* OPDRACHTEN
A. Leg uit waarom het tekstfragment over plasmasnijden het niet helemaal juist vindt om plasma de vierde aggregatietoestand te noemen.
B. Zet de regels van het overzicht om in een genummerde lijst zonder lege regels: begin bij de regel met "For this exercise we mark the beige" en stop na de laatste regel van het overzicht.
======== TEKSTFRAGMENT ========
PLASMASNIJDEN STEEDS SNELLER EN FIJNER
Er zijn in Metallerie al heel wat artikels verschenen over de ontwikkelingen in het CNC-plasmasnijden, die telkens een bepaald punt van het onderwerp aansneden. Deze keer zetten we een stap terug en willen we het principe van de techniek en de vele mogelijkheden opnieuw op een rijtje zetten. Daarnaast polsen we naar de plaats van de techniek in de sector, nu en in de toekomst.
WERKINGSPRINCIPE PLASMASNIJDEN
Wat is plasma?
Naast vast, vloeistof en gas is er ook plasma, wat wel eens de vierde aggregatietoestand genoemd wordt. Dit klopt niet helemaal, want de overgangen tussen de verschillende aggregatietoestanden zijn duidelijk, terwijl de overgang tussen gas en plasma in een continue beweging gebeurt. Plasma is een toestand waarin een gas geïoniseerd wordt. De atomen van het gas raken dus hun elektronen kwijt door een hoge temperatuur, opgewekt door een toegevoegde (elektrische) energie. De losgeslagen elektronen uit het atoom bewegen zich vrij in de ruimte en zullen zo beschikbaar zijn om elektriciteit te geleiden. Een plasma is dus een erg heet gas dat in staat is om elektriciteit te geleiden en stroomdragend is. Van deze beide eigenschappen - hitte en geleiding - wordt er dankbaar gebruikgemaakt in de techniek van het plasmasnijden.
Werkingsprincipe van een plasmatoorts
Het plasmasnijden is ontstaan uit het TIG-lassen en werd gaandeweg empirisch ontwikkeld tot de verfijnde techniek zoals we die nu kennen. Het werkingsprincipe berust op een elektrische boog die getrokken wordt tussen een elektrode en een geleidend werkstuk. Deze boog ontstaat in een gas dat hierdoor een plasma zal vormen. Dit geïoniseerde gas wordt vervolgens met een hoge temperatuur en aan een hoge snelheid door een nozzleboring gestuurd. Door de hoge temperatuur (20.000 à 30.000 °C) wordt het metaal gesneden. Het metaal zal op de plaats van inslag gedeeltelijk sublimeren (van vaste vorm naar gas, zonder tussenstap) of smelten. Het uitstromende gas blaast het gesmolten metaal weg, zodat er een zuivere snede wordt gevormd.
======== TE VERWERKEN GEGEVENS ========
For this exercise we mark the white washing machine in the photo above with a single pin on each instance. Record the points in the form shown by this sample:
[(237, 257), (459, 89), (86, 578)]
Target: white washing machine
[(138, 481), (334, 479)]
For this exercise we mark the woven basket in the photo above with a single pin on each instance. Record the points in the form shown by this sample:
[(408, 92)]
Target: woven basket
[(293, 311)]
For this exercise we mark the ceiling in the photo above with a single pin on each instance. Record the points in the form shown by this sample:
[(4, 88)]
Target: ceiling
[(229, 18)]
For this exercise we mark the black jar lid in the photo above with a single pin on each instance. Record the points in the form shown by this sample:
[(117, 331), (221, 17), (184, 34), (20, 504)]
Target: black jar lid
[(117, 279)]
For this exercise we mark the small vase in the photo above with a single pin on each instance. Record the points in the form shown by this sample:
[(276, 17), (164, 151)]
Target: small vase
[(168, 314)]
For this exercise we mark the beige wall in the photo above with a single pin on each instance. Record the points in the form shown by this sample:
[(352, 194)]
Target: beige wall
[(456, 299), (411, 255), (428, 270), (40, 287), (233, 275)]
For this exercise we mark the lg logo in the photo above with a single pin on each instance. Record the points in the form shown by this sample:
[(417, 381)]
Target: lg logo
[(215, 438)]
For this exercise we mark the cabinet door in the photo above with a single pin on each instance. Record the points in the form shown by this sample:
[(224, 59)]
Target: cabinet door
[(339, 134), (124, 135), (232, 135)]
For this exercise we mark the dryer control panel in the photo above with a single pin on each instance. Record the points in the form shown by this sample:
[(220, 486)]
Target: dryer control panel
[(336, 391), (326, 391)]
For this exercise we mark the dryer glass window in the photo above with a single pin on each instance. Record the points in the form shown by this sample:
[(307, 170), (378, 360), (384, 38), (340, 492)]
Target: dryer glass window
========
* ANTWOORDEN PER OPDRACHT
A. De overgangen tussen de verschillende aggregatietoestanden zijn duidelijk, terwijl de overgang tussen gas en plasma in een continue beweging gebeurt. Daarom klopt die benaming niet helemaal.

B.
1. For this exercise we mark the beige wall in the photo above with a single pin on each instance. Record the points in the form shown by this sample:
2. [(352, 194)]
3. Target: beige wall
4. [(456, 299), (411, 255), (428, 270), (40, 287), (233, 275)]
5. For this exercise we mark the lg logo in the photo above with a single pin on each instance. Record the points in the form shown by this sample:
6. [(417, 381)]
7. Target: lg logo
8. [(215, 438)]
9. For this exercise we mark the cabinet door in the photo above with a single pin on each instance. Record the points in the form shown by this sample:
10. [(224, 59)]
11. Target: cabinet door
12. [(339, 134), (124, 135), (232, 135)]
13. For this exercise we mark the dryer control panel in the photo above with a single pin on each instance. Record the points in the form shown by this sample:
14. [(220, 486)]
15. Target: dryer control panel
16. [(336, 391), (326, 391)]
17. For this exercise we mark the dryer glass window in the photo above with a single pin on each instance. Record the points in the form shown by this sample:
18. [(307, 170), (378, 360), (384, 38), (340, 492)]
19. Target: dryer glass window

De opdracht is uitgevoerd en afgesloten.